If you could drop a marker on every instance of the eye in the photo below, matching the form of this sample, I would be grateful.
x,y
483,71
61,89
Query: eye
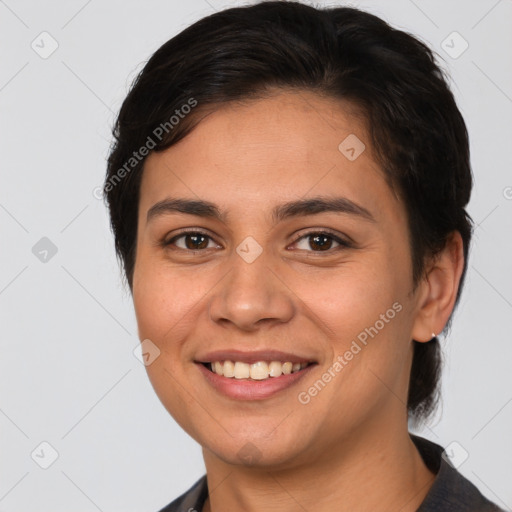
x,y
320,241
191,241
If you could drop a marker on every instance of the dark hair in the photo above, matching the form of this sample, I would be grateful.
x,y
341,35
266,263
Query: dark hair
x,y
416,129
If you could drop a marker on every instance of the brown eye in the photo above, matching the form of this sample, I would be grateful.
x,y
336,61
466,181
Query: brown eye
x,y
191,241
319,241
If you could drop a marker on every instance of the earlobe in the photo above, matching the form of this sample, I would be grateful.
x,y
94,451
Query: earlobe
x,y
439,290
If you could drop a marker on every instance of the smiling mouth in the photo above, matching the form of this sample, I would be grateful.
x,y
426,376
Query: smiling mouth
x,y
260,370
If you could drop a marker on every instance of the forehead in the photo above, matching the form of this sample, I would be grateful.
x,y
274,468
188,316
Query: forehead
x,y
261,152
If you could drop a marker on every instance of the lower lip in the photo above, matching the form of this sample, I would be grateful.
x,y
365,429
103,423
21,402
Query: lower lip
x,y
246,389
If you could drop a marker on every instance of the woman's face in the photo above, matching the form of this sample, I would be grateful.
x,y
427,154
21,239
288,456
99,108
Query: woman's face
x,y
328,286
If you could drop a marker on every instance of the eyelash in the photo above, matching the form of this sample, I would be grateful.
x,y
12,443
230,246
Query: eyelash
x,y
343,244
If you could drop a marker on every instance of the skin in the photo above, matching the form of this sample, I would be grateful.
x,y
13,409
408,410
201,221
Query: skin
x,y
348,448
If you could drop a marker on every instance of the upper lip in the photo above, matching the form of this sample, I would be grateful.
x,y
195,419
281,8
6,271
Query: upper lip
x,y
251,357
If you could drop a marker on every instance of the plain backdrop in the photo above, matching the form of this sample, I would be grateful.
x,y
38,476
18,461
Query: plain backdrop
x,y
69,378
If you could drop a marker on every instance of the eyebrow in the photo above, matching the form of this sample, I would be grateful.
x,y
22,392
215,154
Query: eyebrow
x,y
301,207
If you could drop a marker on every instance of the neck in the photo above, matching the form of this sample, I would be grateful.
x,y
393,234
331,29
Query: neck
x,y
376,469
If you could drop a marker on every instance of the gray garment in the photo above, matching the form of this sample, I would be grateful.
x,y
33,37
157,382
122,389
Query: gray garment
x,y
450,492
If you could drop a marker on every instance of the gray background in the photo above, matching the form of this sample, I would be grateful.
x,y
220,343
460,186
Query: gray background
x,y
68,374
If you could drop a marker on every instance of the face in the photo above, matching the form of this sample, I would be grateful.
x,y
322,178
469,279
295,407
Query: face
x,y
255,271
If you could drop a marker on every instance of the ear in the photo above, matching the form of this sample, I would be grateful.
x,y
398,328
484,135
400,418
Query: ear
x,y
438,290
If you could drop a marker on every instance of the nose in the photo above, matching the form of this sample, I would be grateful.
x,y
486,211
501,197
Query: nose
x,y
251,295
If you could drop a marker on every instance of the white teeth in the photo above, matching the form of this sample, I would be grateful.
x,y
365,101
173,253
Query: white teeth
x,y
242,370
260,370
275,369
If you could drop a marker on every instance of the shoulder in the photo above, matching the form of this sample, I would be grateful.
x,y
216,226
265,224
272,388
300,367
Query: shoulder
x,y
191,500
451,491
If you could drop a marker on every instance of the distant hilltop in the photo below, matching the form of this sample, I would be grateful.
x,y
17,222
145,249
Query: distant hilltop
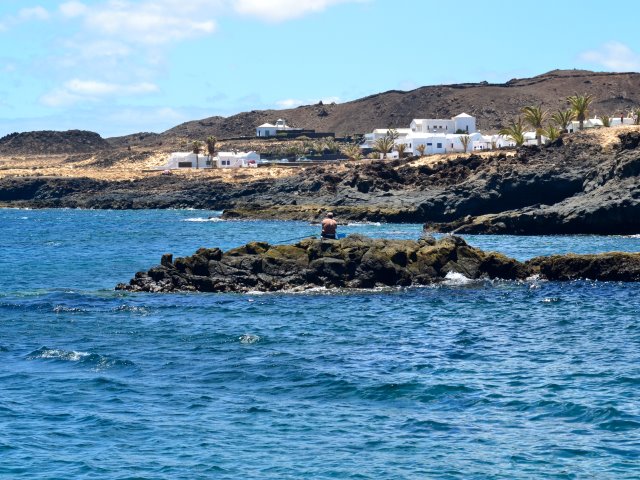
x,y
493,104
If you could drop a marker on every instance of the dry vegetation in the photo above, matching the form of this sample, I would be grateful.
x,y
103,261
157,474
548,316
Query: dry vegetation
x,y
139,163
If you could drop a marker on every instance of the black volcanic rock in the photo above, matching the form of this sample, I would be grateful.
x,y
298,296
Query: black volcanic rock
x,y
361,262
353,262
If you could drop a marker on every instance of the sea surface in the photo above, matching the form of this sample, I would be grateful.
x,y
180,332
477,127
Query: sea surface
x,y
464,380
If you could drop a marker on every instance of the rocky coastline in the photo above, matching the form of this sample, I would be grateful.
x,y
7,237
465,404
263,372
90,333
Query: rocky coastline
x,y
576,185
359,262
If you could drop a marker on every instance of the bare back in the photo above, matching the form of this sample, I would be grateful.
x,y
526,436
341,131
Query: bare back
x,y
329,226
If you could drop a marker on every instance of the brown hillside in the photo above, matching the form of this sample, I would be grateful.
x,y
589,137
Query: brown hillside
x,y
492,104
51,142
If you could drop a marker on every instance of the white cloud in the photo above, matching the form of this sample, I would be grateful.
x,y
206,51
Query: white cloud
x,y
73,9
615,56
280,10
150,23
33,13
76,90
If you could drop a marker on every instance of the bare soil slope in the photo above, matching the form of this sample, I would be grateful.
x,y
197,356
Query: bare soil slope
x,y
492,104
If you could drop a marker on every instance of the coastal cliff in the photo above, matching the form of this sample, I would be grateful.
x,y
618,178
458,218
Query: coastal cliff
x,y
361,262
583,183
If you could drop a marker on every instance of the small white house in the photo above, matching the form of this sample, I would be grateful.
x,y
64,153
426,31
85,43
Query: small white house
x,y
491,142
439,142
237,159
463,122
269,130
178,160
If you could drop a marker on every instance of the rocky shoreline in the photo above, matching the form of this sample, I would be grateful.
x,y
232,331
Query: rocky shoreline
x,y
361,262
576,185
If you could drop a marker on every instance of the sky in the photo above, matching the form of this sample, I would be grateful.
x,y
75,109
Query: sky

---+---

§ **DIRECTIONS FOR THIS TASK**:
Reproduce every line of the data above without any change, and leave out the pictures.

§ **TASK RESULT**:
If you could drop a marker on every instance of the eye in the photo below, matching the form of this sample, I would be grateful.
x,y
483,71
61,89
Query: eye
x,y
320,241
191,241
If you could drop a marker on every instance of the dark hair in the photo above, matching the form of this sample, I would be grateful.
x,y
341,35
266,263
Query: dark hair
x,y
416,129
If you could drop a marker on every instance of the brown eye in the photo above, matching the form of this sample, I would be grateful.
x,y
336,61
466,181
Query: brown eye
x,y
191,241
319,241
If you could drop a marker on every instance of the earlobe in the photo above, matching the form of this sample, I would be grateful.
x,y
94,451
Query: earlobe
x,y
439,290
If you could drop a marker on every instance of the smiling mouth in the photo above, matching the form of this sample, I would be grateful.
x,y
426,376
Query: smiling mouth
x,y
260,370
If you could drop a marker on every instance of the forehead in the photo above, matching the form of this sample, I would be grateful.
x,y
274,468
188,316
Query: forehead
x,y
261,152
If you could drop a marker on every instance of the lower lip in the photo above, matching the form of this sample, I would be grateful.
x,y
365,429
103,423
21,402
Query: lower lip
x,y
246,389
If you could drop a marker on every instance of the woman's face in the photo above, matching the form of this sample, I would be grateful.
x,y
427,154
21,239
288,456
99,108
Query: woman's face
x,y
328,286
If you could drop a marker on every instance of the eyelash in the photo above, matching the form of this sample, I would be grateful.
x,y
12,443
230,246
Query: eyelash
x,y
343,244
If you could drop a marker on every instance of the skin in the photo above, matching the form of this sample, I would be grateful.
x,y
13,409
408,410
201,221
Query: skin
x,y
348,448
If you could drop a marker on every instance of the upper lip in the photo above, matching the form of this sample, I would be grateful.
x,y
195,419
281,8
6,271
Query: upper lip
x,y
251,357
If you could drop a marker on every instance of the plain backdrop in the photo above, matching the form of this sample, I would be grateful.
x,y
38,476
18,461
Query: plain backdrop
x,y
69,378
If you could drop a marker on every instance of the eyebrow in the photo above, matching the form of this sample, I would be grateful.
x,y
22,392
215,154
Query: eyebrow
x,y
301,207
If you could drop a marker on every instance of the neck in the photo above, matching the form of this sample, I would be grateful.
x,y
393,234
331,29
Query: neck
x,y
376,469
If you could drop a marker on every instance of the gray garment in the photo above, matching the form of this sample, I would be grateful.
x,y
33,37
157,382
122,389
Query: gray garment
x,y
450,492
If you could drop a marker on every instance of the gray background in the photo above, matching the form of this sample, I would be grateful.
x,y
220,343
460,186
Query: gray background
x,y
68,374
If you could drop a marker on every instance of the face in the photo above, matching the form of this sample, I would be grateful.
x,y
322,178
469,279
295,407
Query: face
x,y
255,271
If you could drop a marker on every instance of the ear in the photo above, matching the form of this sample, I would be grateful.
x,y
398,328
484,135
400,418
Query: ear
x,y
438,290
If you could drop a marker on every instance of the nose in the photo above, matching the form of this sample, I would be grateful.
x,y
486,211
501,197
Query: nose
x,y
251,295
If you could drop a marker on every instance of the white teeth in the photo above, matching the form of this sample, I would be grateful.
x,y
365,101
173,253
Query: white teeth
x,y
242,370
260,370
275,369
If you could drop a marker on every instance of the shoulder in the photo above, matching the form of this sample, I would be grateful.
x,y
216,226
265,224
272,388
300,367
Query: shoulder
x,y
191,500
451,491
If you could drop a marker on every instance of the distant hilltop in the photo below, matching the form of this sample, I would be grateful.
x,y
17,222
145,249
Query: distant hilltop
x,y
493,104
If you could drop a marker on every instance of the dry vegetation in the photo above, matching the form of this sample, I would be grateful.
x,y
103,261
157,474
548,316
Query: dry vegetation
x,y
139,163
If you could drop a marker on every instance of the black volcanic rock in the photo above, matching the form of this sample, I would be grateful.
x,y
298,296
Query: black volcanic rock
x,y
361,262
353,262
If you could drop a marker on every instance of the sea surface in the photo above, matching the form of this sample, I would be grateful.
x,y
180,332
477,127
Query: sea surface
x,y
464,380
If you could drop a marker on every instance of the rocky coastline in the photo above, matching the form of this sample, I would be grateful.
x,y
7,237
465,404
263,372
90,333
Query: rocky coastline
x,y
576,185
359,262
If you could drop a marker on every instance of the bare back in the photo above, matching the form of this sample, I would be grateful.
x,y
526,436
341,131
Query: bare back
x,y
329,226
If you could drop a marker on every instance of the brown hillside in the photo above, matching the form of this sample, I would be grateful.
x,y
589,137
Query: brown hillside
x,y
492,104
51,142
If you could drop a marker on every instance of the white cloud in the photo above, matching the form of this sample, I would be grateful.
x,y
206,51
Query: white cloud
x,y
73,9
615,56
280,10
150,23
33,13
76,90
If you could drop a marker on every instance of the bare soil slope in the photo above, matching the form of this sample, I would be grateful.
x,y
197,356
Query: bare soil slope
x,y
492,104
If you could drop a marker on every instance of the coastal cliff in the photo above, matching the form of this sample, I would be grateful.
x,y
618,178
458,218
Query: coastal cliff
x,y
361,262
583,183
If you could drop a marker on every instance of the small white house in the photo above, matching the form of this sample, I would be grateful.
x,y
64,153
426,31
85,43
Query: small white house
x,y
491,142
439,142
237,159
463,122
269,130
178,160
If you could drop a marker on every instance of the rocky shoreline in the photo above, matching the form of this sample, I would be grateful.
x,y
232,331
Query: rocky shoreline
x,y
361,262
576,185
If you could drop a marker on every instance of the sky in the photo above, matching the form of this sample, I would be grateful.
x,y
75,109
Query: sky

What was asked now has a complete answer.